**TASK OBJECTIVE**
Reproduce each record below in full, word for word, without images.

○ ○ ○ ○ ○

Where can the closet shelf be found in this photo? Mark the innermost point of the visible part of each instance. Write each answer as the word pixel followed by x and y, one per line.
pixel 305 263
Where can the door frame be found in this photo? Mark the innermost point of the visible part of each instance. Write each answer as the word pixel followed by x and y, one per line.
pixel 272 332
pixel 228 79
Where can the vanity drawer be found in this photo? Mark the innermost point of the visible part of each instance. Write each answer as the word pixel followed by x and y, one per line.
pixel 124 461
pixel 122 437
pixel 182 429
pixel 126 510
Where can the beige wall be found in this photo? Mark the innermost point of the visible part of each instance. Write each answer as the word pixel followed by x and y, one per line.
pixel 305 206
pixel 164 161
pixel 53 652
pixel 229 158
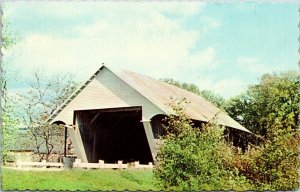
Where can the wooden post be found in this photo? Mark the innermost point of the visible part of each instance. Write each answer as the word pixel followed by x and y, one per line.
pixel 44 164
pixel 120 164
pixel 136 164
pixel 65 149
pixel 101 163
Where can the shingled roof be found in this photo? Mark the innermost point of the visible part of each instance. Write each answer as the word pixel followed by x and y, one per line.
pixel 161 94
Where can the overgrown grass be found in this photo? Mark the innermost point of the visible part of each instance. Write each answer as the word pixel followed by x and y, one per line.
pixel 78 180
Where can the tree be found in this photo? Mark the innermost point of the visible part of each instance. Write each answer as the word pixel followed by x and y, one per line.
pixel 192 158
pixel 44 96
pixel 9 123
pixel 270 109
pixel 274 102
pixel 214 98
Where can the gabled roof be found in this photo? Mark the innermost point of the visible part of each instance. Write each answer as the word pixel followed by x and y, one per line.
pixel 160 94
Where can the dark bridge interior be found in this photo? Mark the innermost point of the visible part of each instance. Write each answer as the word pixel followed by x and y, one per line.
pixel 113 134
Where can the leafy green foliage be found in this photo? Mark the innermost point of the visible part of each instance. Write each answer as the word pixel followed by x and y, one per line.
pixel 269 105
pixel 214 98
pixel 43 97
pixel 270 110
pixel 9 123
pixel 192 158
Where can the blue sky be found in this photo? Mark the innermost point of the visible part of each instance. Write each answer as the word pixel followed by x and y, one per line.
pixel 218 46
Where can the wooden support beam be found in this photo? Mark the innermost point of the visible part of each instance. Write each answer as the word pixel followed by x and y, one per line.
pixel 94 118
pixel 150 138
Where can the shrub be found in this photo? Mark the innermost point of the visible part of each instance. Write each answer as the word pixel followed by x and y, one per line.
pixel 194 158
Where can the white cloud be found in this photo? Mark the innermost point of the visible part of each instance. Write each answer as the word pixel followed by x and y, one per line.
pixel 149 42
pixel 252 65
pixel 226 87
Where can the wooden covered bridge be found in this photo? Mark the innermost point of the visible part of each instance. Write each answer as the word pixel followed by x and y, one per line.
pixel 117 115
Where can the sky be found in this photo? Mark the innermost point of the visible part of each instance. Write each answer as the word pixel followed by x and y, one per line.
pixel 223 47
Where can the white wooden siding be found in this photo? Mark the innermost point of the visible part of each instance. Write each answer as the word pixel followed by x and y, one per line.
pixel 107 91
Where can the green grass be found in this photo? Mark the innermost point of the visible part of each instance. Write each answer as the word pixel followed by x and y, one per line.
pixel 78 180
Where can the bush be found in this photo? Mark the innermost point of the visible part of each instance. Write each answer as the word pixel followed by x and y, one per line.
pixel 194 158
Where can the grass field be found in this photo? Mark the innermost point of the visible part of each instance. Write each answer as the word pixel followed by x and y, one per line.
pixel 78 180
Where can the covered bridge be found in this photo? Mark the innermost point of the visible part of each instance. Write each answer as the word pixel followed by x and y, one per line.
pixel 117 114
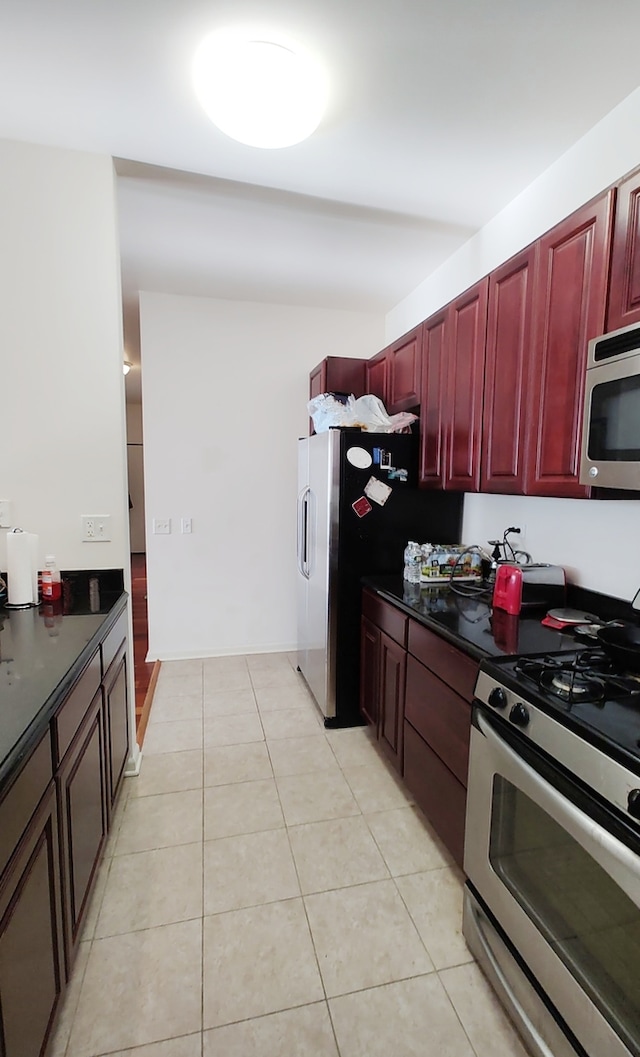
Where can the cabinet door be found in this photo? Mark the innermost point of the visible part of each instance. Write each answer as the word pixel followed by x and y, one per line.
pixel 509 342
pixel 83 809
pixel 404 358
pixel 465 369
pixel 624 285
pixel 569 310
pixel 369 671
pixel 433 401
pixel 116 719
pixel 392 670
pixel 438 793
pixel 31 938
pixel 376 377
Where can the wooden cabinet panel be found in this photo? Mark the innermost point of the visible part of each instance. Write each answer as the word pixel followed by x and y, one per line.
pixel 116 721
pixel 449 663
pixel 70 716
pixel 113 642
pixel 369 671
pixel 433 402
pixel 509 346
pixel 337 374
pixel 388 618
pixel 376 377
pixel 465 367
pixel 404 358
pixel 569 310
pixel 440 716
pixel 437 792
pixel 624 284
pixel 22 798
pixel 392 671
pixel 83 810
pixel 31 947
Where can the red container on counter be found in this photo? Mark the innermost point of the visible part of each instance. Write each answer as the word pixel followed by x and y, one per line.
pixel 508 589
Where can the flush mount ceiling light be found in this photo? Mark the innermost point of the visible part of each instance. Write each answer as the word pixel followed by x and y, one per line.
pixel 259 91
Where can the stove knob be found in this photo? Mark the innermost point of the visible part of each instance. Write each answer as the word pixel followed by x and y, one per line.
pixel 497 698
pixel 633 801
pixel 519 715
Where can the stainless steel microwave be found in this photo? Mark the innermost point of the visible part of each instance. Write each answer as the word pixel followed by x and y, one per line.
pixel 610 437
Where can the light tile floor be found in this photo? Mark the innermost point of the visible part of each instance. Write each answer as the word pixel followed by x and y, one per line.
pixel 270 890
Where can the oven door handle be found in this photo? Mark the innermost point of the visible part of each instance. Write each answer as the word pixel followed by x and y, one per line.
pixel 618 860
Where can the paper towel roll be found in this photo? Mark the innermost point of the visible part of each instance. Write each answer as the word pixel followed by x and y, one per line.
pixel 19 578
pixel 34 542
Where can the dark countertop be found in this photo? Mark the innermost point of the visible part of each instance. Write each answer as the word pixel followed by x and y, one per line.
pixel 470 623
pixel 42 650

○ ○ ○ ○ ○

**RESULT OF THIS EXERCISE**
Where can the closet shelf be found in this photo? Mark the innermost point of the visible part of each instance. Write each answer as the word pixel followed by x and y, one per line.
pixel 305 263
Where can the door frame be found in this photo? Mark the innermost point of the visible part of each instance. Write each answer as the word pixel followed by x and y, one per line.
pixel 272 332
pixel 228 79
Where can the vanity drawer be found in this photo? Mark the innermost point of the visible part of each instance. Write each answer as the word pixel followed by x and y, one per line.
pixel 124 461
pixel 122 437
pixel 182 429
pixel 126 510
Where can the beige wall be found in this photo? Mark the innermost point of the visible part of each instance. Write each answer as the word pixel followed by x and y, one per line.
pixel 305 206
pixel 164 161
pixel 53 652
pixel 229 158
Where can the wooden post be found in this photo? Mark the innermost point of the visible part of each instance. Write each answer as the word pixel followed by x and y, one per line.
pixel 44 164
pixel 120 164
pixel 136 164
pixel 65 149
pixel 101 163
Where can the shingled roof be found in this photo? Mark the innermost point of the visible part of each instance. Write each answer as the word pixel followed by x and y, one per line.
pixel 161 94
Where can the overgrown grass be found in this photo? Mark the innermost point of the visible part of each instance. Write each answer as the word pixel followed by x and y, one per line.
pixel 78 180
Where can the tree be found in this photo? Mark the innermost point of the visible part of each instance. Write each answer as the word pixel followed by x and y, one per line.
pixel 192 158
pixel 44 96
pixel 9 123
pixel 270 109
pixel 274 102
pixel 214 98
Where can the gabled roof be found in this photo? Mark the innermost point of the visible part of each instance. Write each answer as the word pixel followed by x and y, one per line.
pixel 160 94
Where can the dark bridge interior be found in this photo? Mark the innermost point of the visible part of each instance. Write each answer as the word pixel followed by x and y, one per line.
pixel 113 134
Where can the leafy green foliage be found in this photo? Mark the innermost point of the visible part of each instance. Write each answer as the word pixel followed by x and y, one per line.
pixel 269 105
pixel 214 98
pixel 43 97
pixel 270 110
pixel 9 123
pixel 192 158
Where can the blue sky be found in this photo? Mark the innermost point of the visible part of each instance. Write each answer as the word pixel followed by x and y, one per line.
pixel 218 46
Where can the wooden support beam be found in this photo? Mark the innermost point of the visible part of each instance. Write each answer as the word pixel followed by x and y, one per line.
pixel 94 118
pixel 150 138
Where can the shrub be found in this photo? Mark the innermost point of the visible part of each instance. Write each answer as the word pixel followed by x and y, one per line.
pixel 194 158
Where can the white cloud be found in this photo? Mark the innermost point of the visible part of each instance. Write each answer as the word pixel followed by x and y, one per line.
pixel 149 42
pixel 252 65
pixel 226 87
Where can the wooden covered bridge be found in this photo? Mark the innermost point of the visible part of each instance. Write each answer as the word pixel followed by x and y, one per line.
pixel 117 115
Where can the sky be found in this photo? Mark the innermost point of the visible part of each instance. Write each answer as the word pixel followed by x and y, one per line.
pixel 223 47
Where can the white wooden siding be found in this photo? Mark the innermost point of the visible part of each instance. Write each answer as the word pixel followed by x and y, one per line.
pixel 107 91
Where can the green grass be found in this photo? Mark the innermost point of the visible part of each instance. Write each answer as the word pixel followed by x and y, one per line.
pixel 78 180
Where can the bush be found in this photo? Mark the innermost point of the visible part of each instance. Write each answer as the word pixel followed by x and y, one per line.
pixel 194 158
Where can the grass field be found in this photo? Mark the innermost point of the visible part of each instance. Write each answer as the word pixel followed by x and y, one per line.
pixel 78 180
Where can the covered bridge be found in this photo? Mark the innermost point of the visible part of each instance. Write each answer as the word pixel followed by x and y, one per line.
pixel 117 114
Where can the cabinet door be found in this photo? Mark the innermost point of the visible part of each instance. Write each answer as the word pixel followed by x and y, one per line.
pixel 509 342
pixel 83 809
pixel 404 358
pixel 465 369
pixel 624 285
pixel 569 310
pixel 369 671
pixel 433 401
pixel 116 719
pixel 392 670
pixel 438 793
pixel 31 938
pixel 376 377
Where can the wooden cabinet panel be found in this photo? Mark the innermost point of the visible part of each instance. Write each answer as the word pixel followed by x and y, one per line.
pixel 116 721
pixel 449 663
pixel 70 716
pixel 113 642
pixel 369 671
pixel 433 402
pixel 509 346
pixel 337 374
pixel 388 618
pixel 376 377
pixel 465 367
pixel 404 358
pixel 569 310
pixel 440 716
pixel 437 792
pixel 624 284
pixel 22 798
pixel 392 671
pixel 83 810
pixel 31 947
Where can the red container on counter be found in this photo? Mark the innermost point of the visible part of each instance. Write each answer as the word pixel followed by x and y, one per line.
pixel 508 589
Where can the flush mount ceiling light be found in this photo? Mark the innermost point of the visible part of each instance. Write each answer as the word pixel followed by x and y, one per line.
pixel 259 91
Where can the stove knob be found in this photo? Mark the innermost point of the visible part of each instance. Write each answer as the word pixel followed by x and y, one per line.
pixel 497 698
pixel 633 801
pixel 519 715
Where can the stainless steel microwave be found in this photo? Mark the innermost point of the visible part of each instance. Write each answer as the word pixel followed by x and y, one per line.
pixel 610 437
Where can the light tile floor be found in this photo? Mark the innermost point of the visible part of each instance. Write each answer as the word pixel followed by x and y, one per line.
pixel 270 890
Where can the oven door handle be found in this photo? Mark the innermost point of the visible part of each instance. Write each answer as the word pixel followed by x and y, one per line.
pixel 618 860
Where can the paper towel roll be found in this photo? Mark the innermost point of the visible part of each instance. Write each answer as the word pixel followed by x and y, one per line.
pixel 19 578
pixel 34 542
Where can the dark countertop be found in this photo? Mark the innermost point of the visible part of each instance. Write each answer as the word pixel followed by x and y, one per line.
pixel 470 623
pixel 42 650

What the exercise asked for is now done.